INSTRUCTION: Count the lines below that contain the word "farmland". Give only the number.

Dataset records
>> Start

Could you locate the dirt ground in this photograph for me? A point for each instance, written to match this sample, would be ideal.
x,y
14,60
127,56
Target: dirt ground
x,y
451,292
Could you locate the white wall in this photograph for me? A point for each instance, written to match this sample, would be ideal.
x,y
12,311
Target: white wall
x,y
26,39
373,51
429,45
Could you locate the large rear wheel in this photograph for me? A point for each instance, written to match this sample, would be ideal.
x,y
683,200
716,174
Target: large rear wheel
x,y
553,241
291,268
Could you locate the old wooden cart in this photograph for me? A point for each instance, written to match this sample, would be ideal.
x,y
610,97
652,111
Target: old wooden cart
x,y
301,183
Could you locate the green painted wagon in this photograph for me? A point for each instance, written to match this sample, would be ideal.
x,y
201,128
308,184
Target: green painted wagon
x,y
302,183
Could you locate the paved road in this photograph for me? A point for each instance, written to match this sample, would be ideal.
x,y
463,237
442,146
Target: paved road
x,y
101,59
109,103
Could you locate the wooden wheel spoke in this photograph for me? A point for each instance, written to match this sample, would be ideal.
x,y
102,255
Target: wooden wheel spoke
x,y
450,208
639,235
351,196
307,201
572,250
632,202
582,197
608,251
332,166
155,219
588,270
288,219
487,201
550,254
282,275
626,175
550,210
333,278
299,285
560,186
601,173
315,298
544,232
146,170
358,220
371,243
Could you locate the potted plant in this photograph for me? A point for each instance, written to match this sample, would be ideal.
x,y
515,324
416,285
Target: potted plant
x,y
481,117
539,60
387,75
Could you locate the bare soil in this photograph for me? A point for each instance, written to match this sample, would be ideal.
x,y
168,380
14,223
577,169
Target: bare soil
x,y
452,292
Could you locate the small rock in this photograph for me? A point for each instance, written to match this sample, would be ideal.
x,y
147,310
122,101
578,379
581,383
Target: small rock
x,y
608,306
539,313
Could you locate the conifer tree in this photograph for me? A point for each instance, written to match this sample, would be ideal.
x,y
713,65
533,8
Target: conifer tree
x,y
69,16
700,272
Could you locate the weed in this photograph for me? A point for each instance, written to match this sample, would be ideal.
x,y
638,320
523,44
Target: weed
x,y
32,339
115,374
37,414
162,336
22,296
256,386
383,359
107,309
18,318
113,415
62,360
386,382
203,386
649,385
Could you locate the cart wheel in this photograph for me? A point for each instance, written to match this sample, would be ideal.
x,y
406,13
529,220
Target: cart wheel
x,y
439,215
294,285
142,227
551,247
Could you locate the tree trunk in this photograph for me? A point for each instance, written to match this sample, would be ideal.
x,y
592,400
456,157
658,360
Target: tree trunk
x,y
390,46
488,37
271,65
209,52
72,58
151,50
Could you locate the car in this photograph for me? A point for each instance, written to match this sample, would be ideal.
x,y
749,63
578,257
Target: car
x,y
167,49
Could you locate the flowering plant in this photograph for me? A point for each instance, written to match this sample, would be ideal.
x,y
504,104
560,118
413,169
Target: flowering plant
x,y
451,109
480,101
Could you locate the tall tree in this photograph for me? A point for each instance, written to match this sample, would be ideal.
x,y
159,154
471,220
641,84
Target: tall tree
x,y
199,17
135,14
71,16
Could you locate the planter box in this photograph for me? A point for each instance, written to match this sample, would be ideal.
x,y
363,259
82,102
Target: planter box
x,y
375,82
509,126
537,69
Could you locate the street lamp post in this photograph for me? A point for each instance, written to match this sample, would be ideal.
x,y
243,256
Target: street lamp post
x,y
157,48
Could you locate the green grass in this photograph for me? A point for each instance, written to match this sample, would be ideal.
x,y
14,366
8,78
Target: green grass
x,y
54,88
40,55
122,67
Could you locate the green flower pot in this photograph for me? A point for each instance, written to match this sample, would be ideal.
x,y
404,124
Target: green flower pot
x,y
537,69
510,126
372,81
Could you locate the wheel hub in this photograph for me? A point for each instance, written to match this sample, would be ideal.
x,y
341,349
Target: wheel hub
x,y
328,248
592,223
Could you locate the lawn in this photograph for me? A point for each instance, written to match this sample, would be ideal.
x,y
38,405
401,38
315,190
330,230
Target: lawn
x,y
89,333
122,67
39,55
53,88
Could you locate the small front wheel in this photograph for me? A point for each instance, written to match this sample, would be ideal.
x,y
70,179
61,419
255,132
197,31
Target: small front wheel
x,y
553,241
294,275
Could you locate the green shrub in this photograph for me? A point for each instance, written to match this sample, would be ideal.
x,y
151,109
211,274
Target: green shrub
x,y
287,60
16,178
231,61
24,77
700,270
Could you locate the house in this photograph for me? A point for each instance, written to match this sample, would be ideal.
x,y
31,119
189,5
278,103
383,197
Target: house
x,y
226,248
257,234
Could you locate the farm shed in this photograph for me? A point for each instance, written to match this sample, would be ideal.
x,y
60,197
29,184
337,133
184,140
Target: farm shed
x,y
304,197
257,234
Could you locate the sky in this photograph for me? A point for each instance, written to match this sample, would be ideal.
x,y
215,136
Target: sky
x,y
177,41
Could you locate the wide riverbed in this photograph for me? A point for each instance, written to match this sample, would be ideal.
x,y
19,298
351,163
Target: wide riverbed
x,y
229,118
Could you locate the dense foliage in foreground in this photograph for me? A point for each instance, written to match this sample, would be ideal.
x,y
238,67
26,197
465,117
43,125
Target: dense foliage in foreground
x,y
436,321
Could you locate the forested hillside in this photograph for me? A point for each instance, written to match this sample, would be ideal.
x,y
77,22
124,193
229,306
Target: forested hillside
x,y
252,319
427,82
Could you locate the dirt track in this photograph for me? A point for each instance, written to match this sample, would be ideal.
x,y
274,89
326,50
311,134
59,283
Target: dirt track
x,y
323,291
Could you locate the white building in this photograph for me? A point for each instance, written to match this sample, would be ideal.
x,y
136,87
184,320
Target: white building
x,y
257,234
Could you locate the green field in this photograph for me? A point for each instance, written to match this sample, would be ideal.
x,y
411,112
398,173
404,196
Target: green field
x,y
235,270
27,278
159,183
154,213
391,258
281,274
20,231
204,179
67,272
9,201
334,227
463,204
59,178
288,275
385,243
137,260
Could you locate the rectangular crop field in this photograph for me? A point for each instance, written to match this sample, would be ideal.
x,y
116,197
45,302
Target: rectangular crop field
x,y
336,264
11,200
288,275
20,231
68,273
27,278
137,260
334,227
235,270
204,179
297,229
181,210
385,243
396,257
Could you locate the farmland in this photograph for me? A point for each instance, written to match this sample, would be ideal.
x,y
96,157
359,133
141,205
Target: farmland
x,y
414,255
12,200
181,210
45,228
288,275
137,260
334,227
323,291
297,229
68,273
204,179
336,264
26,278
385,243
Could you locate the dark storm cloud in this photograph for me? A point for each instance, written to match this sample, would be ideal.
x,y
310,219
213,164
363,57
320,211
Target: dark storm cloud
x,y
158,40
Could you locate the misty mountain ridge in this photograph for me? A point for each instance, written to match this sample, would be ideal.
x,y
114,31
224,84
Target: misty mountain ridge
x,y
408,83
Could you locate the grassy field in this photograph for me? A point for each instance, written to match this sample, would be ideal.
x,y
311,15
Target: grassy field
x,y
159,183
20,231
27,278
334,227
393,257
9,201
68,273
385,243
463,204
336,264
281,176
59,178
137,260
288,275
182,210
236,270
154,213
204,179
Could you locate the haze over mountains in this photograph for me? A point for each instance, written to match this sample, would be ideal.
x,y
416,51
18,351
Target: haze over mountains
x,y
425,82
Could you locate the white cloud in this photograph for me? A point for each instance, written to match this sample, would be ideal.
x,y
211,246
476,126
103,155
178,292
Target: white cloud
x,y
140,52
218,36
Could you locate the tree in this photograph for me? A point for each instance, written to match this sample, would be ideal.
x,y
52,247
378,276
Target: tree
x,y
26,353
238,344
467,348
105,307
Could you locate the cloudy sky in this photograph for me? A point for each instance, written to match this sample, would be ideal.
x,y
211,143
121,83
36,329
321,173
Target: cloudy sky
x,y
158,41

>> End
>> Start

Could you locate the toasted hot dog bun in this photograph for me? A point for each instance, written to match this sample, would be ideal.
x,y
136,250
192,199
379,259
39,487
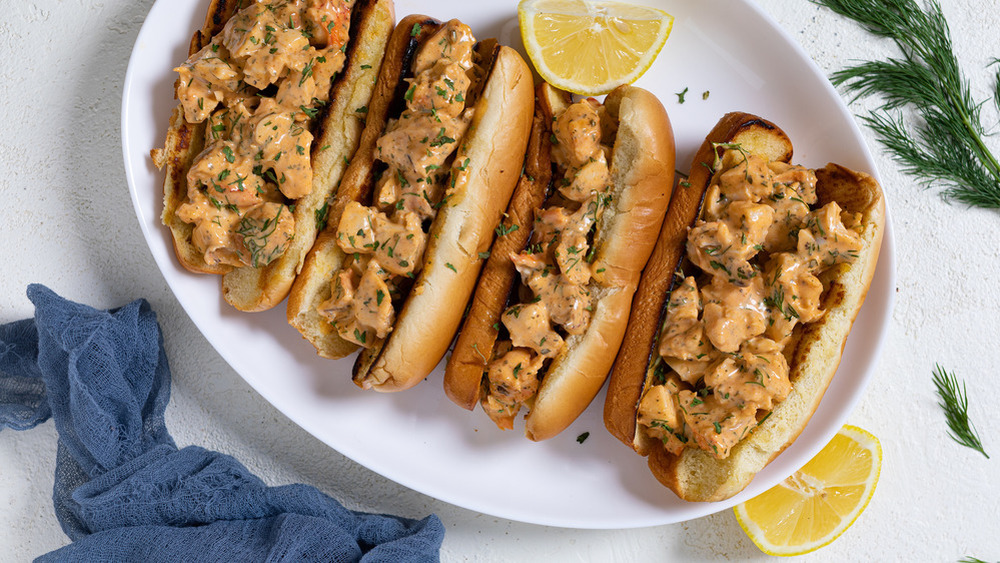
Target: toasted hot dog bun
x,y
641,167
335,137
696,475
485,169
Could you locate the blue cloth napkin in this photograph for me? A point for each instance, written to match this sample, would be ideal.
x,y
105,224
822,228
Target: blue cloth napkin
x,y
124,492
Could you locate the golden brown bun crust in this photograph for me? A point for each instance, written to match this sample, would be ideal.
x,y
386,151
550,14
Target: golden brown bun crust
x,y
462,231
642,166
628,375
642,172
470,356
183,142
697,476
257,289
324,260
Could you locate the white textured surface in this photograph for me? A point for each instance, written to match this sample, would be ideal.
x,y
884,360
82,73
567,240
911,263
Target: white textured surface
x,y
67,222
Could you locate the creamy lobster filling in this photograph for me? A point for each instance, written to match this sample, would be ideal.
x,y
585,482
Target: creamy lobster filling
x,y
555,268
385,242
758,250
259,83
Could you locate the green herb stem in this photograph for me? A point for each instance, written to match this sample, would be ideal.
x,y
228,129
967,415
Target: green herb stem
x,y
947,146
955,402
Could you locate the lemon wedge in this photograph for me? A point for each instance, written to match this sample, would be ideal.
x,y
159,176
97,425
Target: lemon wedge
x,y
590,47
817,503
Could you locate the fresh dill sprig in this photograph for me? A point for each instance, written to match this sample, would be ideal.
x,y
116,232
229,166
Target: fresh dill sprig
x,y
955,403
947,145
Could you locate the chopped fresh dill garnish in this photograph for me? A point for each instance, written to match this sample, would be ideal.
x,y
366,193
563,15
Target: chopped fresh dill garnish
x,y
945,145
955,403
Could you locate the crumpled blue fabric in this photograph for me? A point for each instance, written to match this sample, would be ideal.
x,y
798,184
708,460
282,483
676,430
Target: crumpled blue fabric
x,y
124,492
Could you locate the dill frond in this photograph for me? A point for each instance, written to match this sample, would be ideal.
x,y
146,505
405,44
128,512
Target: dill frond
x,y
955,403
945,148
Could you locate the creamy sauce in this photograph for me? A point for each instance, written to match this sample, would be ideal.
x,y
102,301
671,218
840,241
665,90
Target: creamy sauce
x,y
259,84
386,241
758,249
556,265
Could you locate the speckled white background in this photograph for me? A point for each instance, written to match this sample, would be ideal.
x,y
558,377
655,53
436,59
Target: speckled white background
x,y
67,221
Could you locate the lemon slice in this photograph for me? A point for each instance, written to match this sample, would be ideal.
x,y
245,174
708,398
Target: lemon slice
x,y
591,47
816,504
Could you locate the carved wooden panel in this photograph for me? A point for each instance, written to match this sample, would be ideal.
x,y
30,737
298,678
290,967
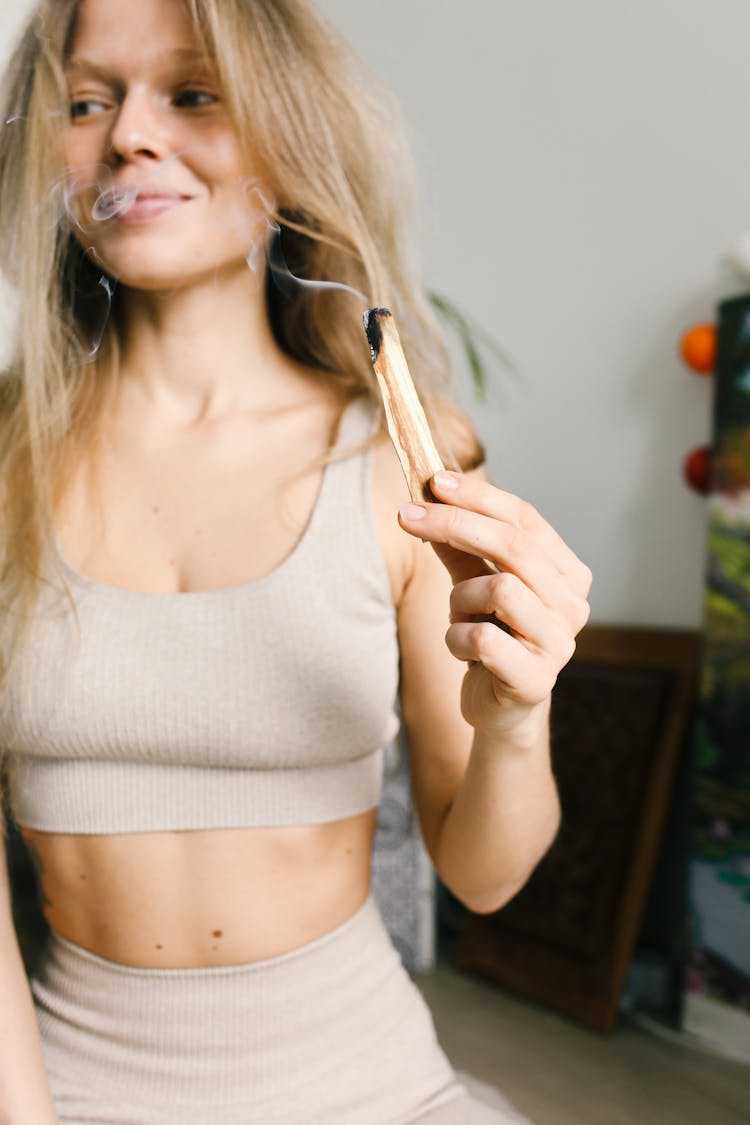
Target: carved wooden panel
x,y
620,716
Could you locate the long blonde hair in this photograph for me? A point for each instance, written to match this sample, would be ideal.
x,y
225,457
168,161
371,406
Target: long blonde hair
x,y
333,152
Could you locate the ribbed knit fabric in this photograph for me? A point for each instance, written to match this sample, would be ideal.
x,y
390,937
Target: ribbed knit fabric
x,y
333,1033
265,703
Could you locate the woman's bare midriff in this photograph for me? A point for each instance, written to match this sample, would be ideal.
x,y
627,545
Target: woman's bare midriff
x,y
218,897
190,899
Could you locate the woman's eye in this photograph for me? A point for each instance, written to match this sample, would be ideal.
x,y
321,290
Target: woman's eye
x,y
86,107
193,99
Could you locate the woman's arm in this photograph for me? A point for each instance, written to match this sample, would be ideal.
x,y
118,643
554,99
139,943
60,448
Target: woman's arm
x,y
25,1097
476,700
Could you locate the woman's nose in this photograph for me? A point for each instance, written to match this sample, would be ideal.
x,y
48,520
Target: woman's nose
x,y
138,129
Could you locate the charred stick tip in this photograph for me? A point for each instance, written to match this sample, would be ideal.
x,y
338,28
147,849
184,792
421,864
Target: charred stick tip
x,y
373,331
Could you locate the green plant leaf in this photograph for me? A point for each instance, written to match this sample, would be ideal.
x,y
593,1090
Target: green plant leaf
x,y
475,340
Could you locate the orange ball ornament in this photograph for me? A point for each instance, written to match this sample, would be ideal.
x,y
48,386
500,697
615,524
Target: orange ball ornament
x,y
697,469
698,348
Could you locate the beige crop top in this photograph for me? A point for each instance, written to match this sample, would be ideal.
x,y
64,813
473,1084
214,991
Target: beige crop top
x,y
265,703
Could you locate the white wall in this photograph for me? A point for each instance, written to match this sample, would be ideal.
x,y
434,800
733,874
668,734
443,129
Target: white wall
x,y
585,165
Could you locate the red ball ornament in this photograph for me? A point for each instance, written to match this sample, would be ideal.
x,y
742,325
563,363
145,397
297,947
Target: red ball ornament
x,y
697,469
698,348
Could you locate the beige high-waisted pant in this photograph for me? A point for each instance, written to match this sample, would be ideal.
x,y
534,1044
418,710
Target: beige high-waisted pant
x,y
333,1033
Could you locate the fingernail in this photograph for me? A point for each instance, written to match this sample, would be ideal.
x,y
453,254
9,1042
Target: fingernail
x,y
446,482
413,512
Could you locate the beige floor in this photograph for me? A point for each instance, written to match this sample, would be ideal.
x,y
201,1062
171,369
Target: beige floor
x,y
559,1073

>> End

PROBLEM SOLUTION: 2